Passage to read:
-- begin --
Thread: Matching uppercased russian words (\x0410-\x042F) in UTF8 database 8.4.13

Matching uppercased russian words (\x0410-\x042F) in UTF8 database 8.4.13

From
Alexander Farber
Date:
Hello,

I have prepared an SQL fiddle for my question:
http://sqlfiddle.com/#!11/8a494/4

And also described it in more detail at
http://stackoverflow.com/questions/15500270/string-matching-in-insert-trigger-how-to-use-in-conditionals-to-return-null

Does anybody please know how to check for
UTF8 range \x0410-\x042F in my code below?

I've tried both
new.word !~ '^[\x0410-\x042F]{2,}$'
(fails with syntax error) and
new.word !~ '^[\u0410-\u042F]{2,}$'
(triggers even for correct words):


create table good_words (
        word varchar(64) primary key
);

create or replace function keep_clean() returns trigger as $body$
        begin
                new.word := upper(new.word);

                /* next line does not compile? */
                IF new.word !~ '^[\x0410-\x042F]{2,}$' THEN
                    RAISE EXCEPTION 'Not an uppercased Russian word in UTF8';
                END IF;

                IF new.word ~ '^[ЪЫЬ]' OR new.word ~ 'Ъ$' THEN
                    return NULL;
                END IF;

                /* does not return NULL for 'ошибббка'? */
                IF new.word ~ '(.)\1\1' AND new.word NOT LIKE '%ШЕЕЕ%'
AND new.word NOT LIKE '%ЗМЕЕЕ%' THEN
                    return NULL;
                END IF;

                return new;
        end;
$body$ language plpgsql;


Thank you
Alex


Re: Matching uppercased russian words (\x0410-\x042F) in UTF8 database 8.4.13

From
Alexander Farber
Date:
I'm trying at the psql prompt of an UTF8 database in 8.4.13:

# select 'АБВГД' ~ '^[\u0410-\u042F]{2,}$';
WARNING:  nonstandard use of escape in a string literal
LINE 1: select 'АБВГД' ~ '^[\u0410-\u042F]{2,}$';
                         ^
HINT:  Use the escape string syntax for escapes, e.g., E'\r\n'.
 ?column?
----------
 f
(1 row)


On Tue, Mar 19, 2013 at 4:10 PM, Alexander Farber
<alexander.farber@gmail.com> wrote:
> http://sqlfiddle.com/#!11/8a494/4


Alexander Farber <alexander.farber@gmail.com> writes:
> I'm trying at the psql prompt of an UTF8 database in 8.4.13:
> # select 'АБВГД' ~ '^[\u0410-\u042F]{2,}$';
> WARNING:  nonstandard use of escape in a string literal

I think Unicode escapes were introduced in 9.0.  In 8.4 you'd probably
have to write out the UTF8 equivalent as octal escapes :-(

            regards, tom lane


Alexander Farber wrote:
> I have prepared an SQL fiddle for my question:
> http://sqlfiddle.com/#!11/8a494/4
> 
> And also described it in more detail at
> http://stackoverflow.com/questions/15500270/string-matching-in-insert-trigger-how-to-use-in-
> conditionals-to-return-null
> 
> Does anybody please know how to check for
> UTF8 range \x0410-\x042F in my code below?
-- end --
Data provided:
-- begin --
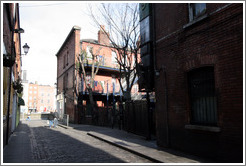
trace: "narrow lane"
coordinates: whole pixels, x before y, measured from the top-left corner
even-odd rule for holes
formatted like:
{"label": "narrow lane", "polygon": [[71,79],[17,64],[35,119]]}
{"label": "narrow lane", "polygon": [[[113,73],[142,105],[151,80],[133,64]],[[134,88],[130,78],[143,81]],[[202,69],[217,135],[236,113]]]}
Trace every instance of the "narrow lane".
{"label": "narrow lane", "polygon": [[23,123],[30,127],[32,157],[37,163],[151,163],[86,131],[49,128],[46,121]]}

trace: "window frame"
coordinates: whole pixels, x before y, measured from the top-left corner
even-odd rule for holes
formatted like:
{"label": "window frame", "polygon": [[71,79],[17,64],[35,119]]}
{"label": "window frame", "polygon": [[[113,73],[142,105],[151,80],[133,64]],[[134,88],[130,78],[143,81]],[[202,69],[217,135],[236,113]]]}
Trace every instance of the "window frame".
{"label": "window frame", "polygon": [[[217,126],[218,102],[214,67],[205,66],[189,71],[187,73],[187,83],[190,101],[190,124]],[[193,87],[191,87],[192,85]]]}
{"label": "window frame", "polygon": [[113,64],[118,64],[118,62],[117,62],[117,53],[115,52],[115,51],[112,51],[111,52],[111,62],[113,63]]}

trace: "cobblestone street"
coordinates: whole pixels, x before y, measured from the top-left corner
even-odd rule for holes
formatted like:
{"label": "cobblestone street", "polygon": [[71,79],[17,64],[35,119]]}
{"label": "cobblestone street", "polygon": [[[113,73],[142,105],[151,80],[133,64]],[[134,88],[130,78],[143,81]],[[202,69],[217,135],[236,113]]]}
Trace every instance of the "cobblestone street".
{"label": "cobblestone street", "polygon": [[[49,128],[46,121],[22,121],[35,163],[149,163],[151,161],[88,136],[87,131]],[[4,161],[8,162],[8,161]]]}

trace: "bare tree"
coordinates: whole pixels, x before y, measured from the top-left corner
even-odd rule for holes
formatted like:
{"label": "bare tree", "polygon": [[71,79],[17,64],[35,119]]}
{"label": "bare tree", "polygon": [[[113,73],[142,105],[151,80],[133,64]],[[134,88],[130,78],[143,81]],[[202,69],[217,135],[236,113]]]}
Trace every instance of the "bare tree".
{"label": "bare tree", "polygon": [[[83,80],[85,81],[85,86],[89,93],[89,101],[92,106],[93,116],[95,115],[97,111],[97,103],[94,101],[94,98],[93,98],[93,88],[94,88],[93,85],[94,85],[95,76],[97,75],[99,67],[102,63],[102,59],[100,59],[100,57],[98,56],[101,49],[102,48],[100,47],[94,53],[93,48],[91,47],[91,49],[89,50],[92,55],[91,57],[88,57],[85,50],[82,50],[81,54],[77,55],[77,59],[78,59],[77,70],[79,72],[80,77],[83,77]],[[90,67],[91,70],[88,72],[86,71],[85,67],[88,66],[89,61],[91,64],[91,67]],[[83,84],[83,82],[81,82],[81,84]]]}
{"label": "bare tree", "polygon": [[131,100],[131,89],[137,77],[139,59],[139,14],[138,4],[100,4],[96,11],[89,6],[90,16],[100,27],[105,25],[113,50],[117,50],[117,62],[120,65],[119,78],[121,90],[126,100]]}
-- end --
Objectives:
A - In one to three sentences, explain why the forum thread's reply says the \u0410-\u042F pattern fails on the 8.4.13 database, and what it suggests doing instead.
B - Please output everything in the forum thread from "Re: Matching uppercased" down to "escapes, e.g., E'\r\n'.".

Answers to the problems:
A - The reply says Unicode escapes were, it thinks, introduced in version 9.0, so they aren't available in 8.4. It suggests writing out the UTF8 equivalent as octal escapes instead.

B -
Re: Matching uppercased russian words (\x0410-\x042F) in UTF8 database 8.4.13

From
Alexander Farber
Date:
I'm trying at the psql prompt of an UTF8 database in 8.4.13:

# select 'АБВГД' ~ '^[\u0410-\u042F]{2,}$';
WARNING:  nonstandard use of escape in a string literal
LINE 1: select 'АБВГД' ~ '^[\u0410-\u042F]{2,}$';
                         ^
HINT:  Use the escape string syntax for escapes, e.g., E'\r\n'.